-- Data to use follows --

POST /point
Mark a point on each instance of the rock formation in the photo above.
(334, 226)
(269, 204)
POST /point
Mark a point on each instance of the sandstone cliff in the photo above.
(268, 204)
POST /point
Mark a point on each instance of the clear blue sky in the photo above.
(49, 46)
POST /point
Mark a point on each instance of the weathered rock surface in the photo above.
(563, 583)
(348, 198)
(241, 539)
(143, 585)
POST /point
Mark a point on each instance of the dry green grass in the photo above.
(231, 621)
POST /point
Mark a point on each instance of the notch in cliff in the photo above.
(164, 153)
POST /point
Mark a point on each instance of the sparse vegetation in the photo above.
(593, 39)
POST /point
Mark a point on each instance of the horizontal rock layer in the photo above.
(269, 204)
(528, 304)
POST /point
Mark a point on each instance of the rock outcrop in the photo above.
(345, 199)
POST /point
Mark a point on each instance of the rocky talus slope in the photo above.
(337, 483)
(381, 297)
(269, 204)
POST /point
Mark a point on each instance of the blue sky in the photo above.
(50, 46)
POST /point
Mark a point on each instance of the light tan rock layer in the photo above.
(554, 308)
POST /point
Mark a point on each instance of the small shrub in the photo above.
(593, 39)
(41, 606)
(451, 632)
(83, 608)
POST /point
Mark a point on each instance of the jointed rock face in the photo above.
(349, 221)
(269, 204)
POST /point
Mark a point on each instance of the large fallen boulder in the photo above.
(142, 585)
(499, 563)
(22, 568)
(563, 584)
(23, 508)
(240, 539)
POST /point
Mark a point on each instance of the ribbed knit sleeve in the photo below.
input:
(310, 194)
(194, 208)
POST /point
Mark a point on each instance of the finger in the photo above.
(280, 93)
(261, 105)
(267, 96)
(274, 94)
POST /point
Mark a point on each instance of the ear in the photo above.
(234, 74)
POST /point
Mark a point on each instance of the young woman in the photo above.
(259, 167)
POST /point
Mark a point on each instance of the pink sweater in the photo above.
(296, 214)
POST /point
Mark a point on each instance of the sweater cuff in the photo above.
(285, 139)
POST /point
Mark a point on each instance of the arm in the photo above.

-- Data to use concluded --

Problem details
Write out word for word every line from the one containing "Mark a point on each instance of the jointed" through the last line of the data, and no other line.

Response
Mark a point on each instance of the jointed rock face in the photo above.
(349, 221)
(269, 204)
POST /point
Mark a point on each instance of the large fallen boulder in the photo above.
(142, 585)
(499, 563)
(22, 568)
(563, 584)
(23, 508)
(240, 539)
POST /point
Mark a point on each instance of the ribbed knit sleeve in the photo below.
input:
(310, 194)
(194, 208)
POST /point
Mark a point on each instance of the finger in the photo above.
(280, 93)
(261, 105)
(267, 96)
(274, 94)
POST /point
Mark a point on each instance of the ear in the photo above.
(234, 74)
POST /point
Mark a point on each instance of the young woman in the photo above.
(259, 167)
POST /point
Mark a point on each instance of the pink sweater in the photo above.
(296, 214)
POST /point
Mark a point on each instance of the sweater cuff in the photo above.
(285, 139)
POST /point
Mark a point on each instance of the arm in the photo above.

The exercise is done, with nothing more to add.